▶ **INSTRUCTIONS TO FOLLOW**:
From the entries that follow, report every line in which "below" occurs.

Data entries
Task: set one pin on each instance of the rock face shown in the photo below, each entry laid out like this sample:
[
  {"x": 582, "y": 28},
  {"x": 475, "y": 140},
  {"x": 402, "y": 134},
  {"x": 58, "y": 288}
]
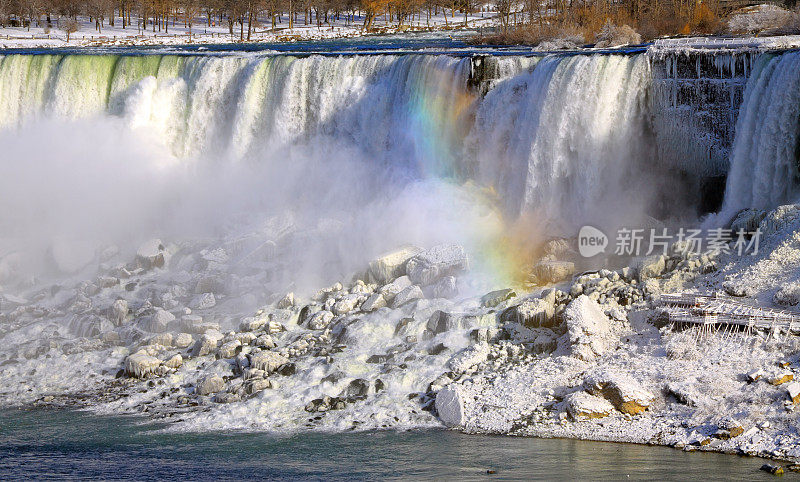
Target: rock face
[
  {"x": 581, "y": 405},
  {"x": 140, "y": 365},
  {"x": 589, "y": 332},
  {"x": 437, "y": 262},
  {"x": 210, "y": 384},
  {"x": 468, "y": 357},
  {"x": 269, "y": 361},
  {"x": 553, "y": 271},
  {"x": 450, "y": 406},
  {"x": 534, "y": 313},
  {"x": 623, "y": 392},
  {"x": 392, "y": 265}
]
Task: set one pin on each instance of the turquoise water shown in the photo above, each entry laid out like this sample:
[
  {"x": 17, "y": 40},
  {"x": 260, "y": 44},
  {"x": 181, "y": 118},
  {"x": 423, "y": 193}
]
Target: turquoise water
[{"x": 64, "y": 444}]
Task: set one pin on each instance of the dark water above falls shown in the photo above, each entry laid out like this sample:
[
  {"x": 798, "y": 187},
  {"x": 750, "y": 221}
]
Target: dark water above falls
[{"x": 56, "y": 444}]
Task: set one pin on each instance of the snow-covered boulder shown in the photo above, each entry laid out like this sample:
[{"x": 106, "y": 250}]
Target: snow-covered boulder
[
  {"x": 320, "y": 320},
  {"x": 374, "y": 302},
  {"x": 589, "y": 332},
  {"x": 152, "y": 254},
  {"x": 553, "y": 271},
  {"x": 622, "y": 391},
  {"x": 118, "y": 312},
  {"x": 437, "y": 262},
  {"x": 450, "y": 406},
  {"x": 581, "y": 405},
  {"x": 209, "y": 384},
  {"x": 392, "y": 265},
  {"x": 412, "y": 292},
  {"x": 160, "y": 321},
  {"x": 346, "y": 304},
  {"x": 207, "y": 343},
  {"x": 269, "y": 361},
  {"x": 392, "y": 289},
  {"x": 468, "y": 357},
  {"x": 141, "y": 364}
]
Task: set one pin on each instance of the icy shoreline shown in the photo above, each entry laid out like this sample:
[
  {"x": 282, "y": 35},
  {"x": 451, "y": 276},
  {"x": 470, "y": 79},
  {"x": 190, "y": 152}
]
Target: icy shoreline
[{"x": 591, "y": 360}]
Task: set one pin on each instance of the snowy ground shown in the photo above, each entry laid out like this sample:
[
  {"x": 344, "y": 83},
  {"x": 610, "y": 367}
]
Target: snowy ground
[{"x": 201, "y": 33}]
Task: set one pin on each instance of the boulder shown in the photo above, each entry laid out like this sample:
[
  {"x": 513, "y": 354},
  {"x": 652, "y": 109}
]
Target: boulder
[
  {"x": 346, "y": 304},
  {"x": 203, "y": 301},
  {"x": 392, "y": 289},
  {"x": 229, "y": 349},
  {"x": 183, "y": 340},
  {"x": 320, "y": 320},
  {"x": 589, "y": 332},
  {"x": 553, "y": 271},
  {"x": 392, "y": 265},
  {"x": 152, "y": 254},
  {"x": 160, "y": 321},
  {"x": 581, "y": 405},
  {"x": 468, "y": 357},
  {"x": 207, "y": 343},
  {"x": 651, "y": 266},
  {"x": 286, "y": 302},
  {"x": 793, "y": 390},
  {"x": 494, "y": 298},
  {"x": 269, "y": 361},
  {"x": 450, "y": 406},
  {"x": 437, "y": 262},
  {"x": 140, "y": 365},
  {"x": 412, "y": 292},
  {"x": 622, "y": 391},
  {"x": 118, "y": 312},
  {"x": 374, "y": 302},
  {"x": 174, "y": 362},
  {"x": 445, "y": 288},
  {"x": 209, "y": 384},
  {"x": 533, "y": 313}
]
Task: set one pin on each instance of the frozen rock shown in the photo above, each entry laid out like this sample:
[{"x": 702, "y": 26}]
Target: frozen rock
[
  {"x": 412, "y": 292},
  {"x": 253, "y": 323},
  {"x": 203, "y": 301},
  {"x": 374, "y": 302},
  {"x": 589, "y": 332},
  {"x": 534, "y": 313},
  {"x": 287, "y": 301},
  {"x": 183, "y": 340},
  {"x": 320, "y": 320},
  {"x": 494, "y": 298},
  {"x": 141, "y": 364},
  {"x": 651, "y": 266},
  {"x": 446, "y": 288},
  {"x": 622, "y": 391},
  {"x": 207, "y": 343},
  {"x": 793, "y": 390},
  {"x": 437, "y": 262},
  {"x": 392, "y": 265},
  {"x": 392, "y": 289},
  {"x": 160, "y": 321},
  {"x": 581, "y": 405},
  {"x": 209, "y": 384},
  {"x": 229, "y": 349},
  {"x": 174, "y": 362},
  {"x": 118, "y": 312},
  {"x": 553, "y": 271},
  {"x": 346, "y": 304},
  {"x": 152, "y": 254},
  {"x": 450, "y": 406},
  {"x": 468, "y": 357},
  {"x": 269, "y": 361}
]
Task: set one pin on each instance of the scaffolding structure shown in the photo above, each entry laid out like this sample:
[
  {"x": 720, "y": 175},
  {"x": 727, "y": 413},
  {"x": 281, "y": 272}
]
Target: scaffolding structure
[{"x": 714, "y": 312}]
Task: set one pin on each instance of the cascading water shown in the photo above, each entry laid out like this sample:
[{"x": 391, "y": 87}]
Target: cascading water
[{"x": 765, "y": 161}]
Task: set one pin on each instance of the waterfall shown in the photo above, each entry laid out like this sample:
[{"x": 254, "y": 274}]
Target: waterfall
[{"x": 764, "y": 162}]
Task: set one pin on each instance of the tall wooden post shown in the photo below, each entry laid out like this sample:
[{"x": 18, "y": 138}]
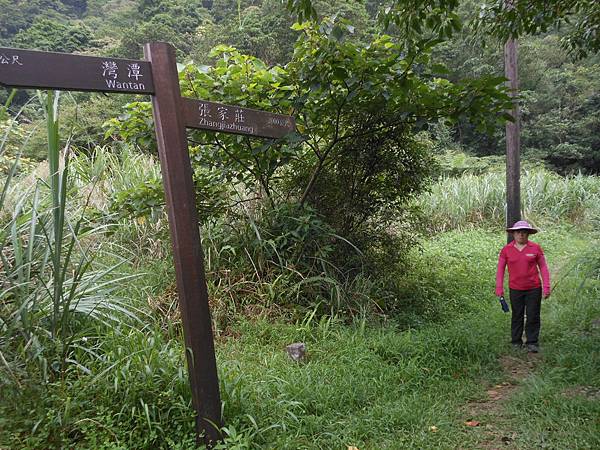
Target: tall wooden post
[
  {"x": 513, "y": 165},
  {"x": 167, "y": 107}
]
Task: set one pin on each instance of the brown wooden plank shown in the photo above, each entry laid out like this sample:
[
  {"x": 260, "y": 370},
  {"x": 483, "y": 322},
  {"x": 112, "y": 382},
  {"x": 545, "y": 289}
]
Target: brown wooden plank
[
  {"x": 213, "y": 116},
  {"x": 63, "y": 71},
  {"x": 185, "y": 236},
  {"x": 513, "y": 139}
]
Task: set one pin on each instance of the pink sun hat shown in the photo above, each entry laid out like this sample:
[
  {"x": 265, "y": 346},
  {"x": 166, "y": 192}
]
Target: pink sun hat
[{"x": 522, "y": 225}]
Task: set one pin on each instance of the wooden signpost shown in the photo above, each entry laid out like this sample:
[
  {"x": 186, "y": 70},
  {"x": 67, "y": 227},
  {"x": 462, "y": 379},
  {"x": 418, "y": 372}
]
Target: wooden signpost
[{"x": 158, "y": 77}]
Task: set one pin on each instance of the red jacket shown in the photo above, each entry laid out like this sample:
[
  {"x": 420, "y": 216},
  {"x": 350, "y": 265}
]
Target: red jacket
[{"x": 524, "y": 268}]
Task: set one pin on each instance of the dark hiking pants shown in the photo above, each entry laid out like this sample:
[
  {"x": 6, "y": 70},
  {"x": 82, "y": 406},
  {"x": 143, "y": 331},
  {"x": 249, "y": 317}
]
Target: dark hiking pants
[{"x": 525, "y": 304}]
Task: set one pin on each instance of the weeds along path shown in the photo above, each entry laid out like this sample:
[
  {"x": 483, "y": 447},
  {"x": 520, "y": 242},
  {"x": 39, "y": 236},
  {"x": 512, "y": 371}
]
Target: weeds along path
[
  {"x": 487, "y": 416},
  {"x": 550, "y": 399}
]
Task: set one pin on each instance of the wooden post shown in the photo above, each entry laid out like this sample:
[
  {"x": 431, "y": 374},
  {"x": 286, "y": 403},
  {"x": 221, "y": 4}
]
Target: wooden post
[
  {"x": 167, "y": 108},
  {"x": 513, "y": 165}
]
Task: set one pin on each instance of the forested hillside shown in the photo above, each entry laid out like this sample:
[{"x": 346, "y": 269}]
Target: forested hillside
[
  {"x": 560, "y": 101},
  {"x": 368, "y": 236}
]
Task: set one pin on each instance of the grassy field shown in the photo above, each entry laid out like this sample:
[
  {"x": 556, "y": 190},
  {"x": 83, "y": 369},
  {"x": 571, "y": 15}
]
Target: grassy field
[{"x": 373, "y": 383}]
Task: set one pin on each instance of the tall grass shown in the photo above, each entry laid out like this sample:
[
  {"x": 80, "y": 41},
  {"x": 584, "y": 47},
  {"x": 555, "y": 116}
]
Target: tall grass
[
  {"x": 474, "y": 200},
  {"x": 49, "y": 281}
]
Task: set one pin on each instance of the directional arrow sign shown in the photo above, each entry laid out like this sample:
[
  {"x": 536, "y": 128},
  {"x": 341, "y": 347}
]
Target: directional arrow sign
[
  {"x": 234, "y": 119},
  {"x": 62, "y": 71}
]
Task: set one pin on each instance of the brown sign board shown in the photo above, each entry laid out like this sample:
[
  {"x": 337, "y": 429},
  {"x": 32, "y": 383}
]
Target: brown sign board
[
  {"x": 63, "y": 71},
  {"x": 213, "y": 116}
]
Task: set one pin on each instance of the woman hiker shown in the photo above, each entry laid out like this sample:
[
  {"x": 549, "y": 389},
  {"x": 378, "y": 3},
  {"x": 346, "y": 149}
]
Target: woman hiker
[{"x": 525, "y": 260}]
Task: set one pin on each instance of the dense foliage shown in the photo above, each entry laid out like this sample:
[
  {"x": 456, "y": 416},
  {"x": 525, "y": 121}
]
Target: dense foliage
[{"x": 337, "y": 235}]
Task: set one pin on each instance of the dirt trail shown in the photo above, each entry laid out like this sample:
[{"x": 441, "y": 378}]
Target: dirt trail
[{"x": 485, "y": 418}]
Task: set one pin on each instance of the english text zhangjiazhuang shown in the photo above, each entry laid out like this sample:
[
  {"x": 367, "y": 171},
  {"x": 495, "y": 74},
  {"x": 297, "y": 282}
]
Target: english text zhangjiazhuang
[{"x": 225, "y": 126}]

▶ **RESPONSE**:
Task: set one pin on each instance of the rock face shown in the photo below, each entry laid out like this sample:
Task: set one pin on each instance of the tall wooden post shown in the photo below, each entry laid out like this sample:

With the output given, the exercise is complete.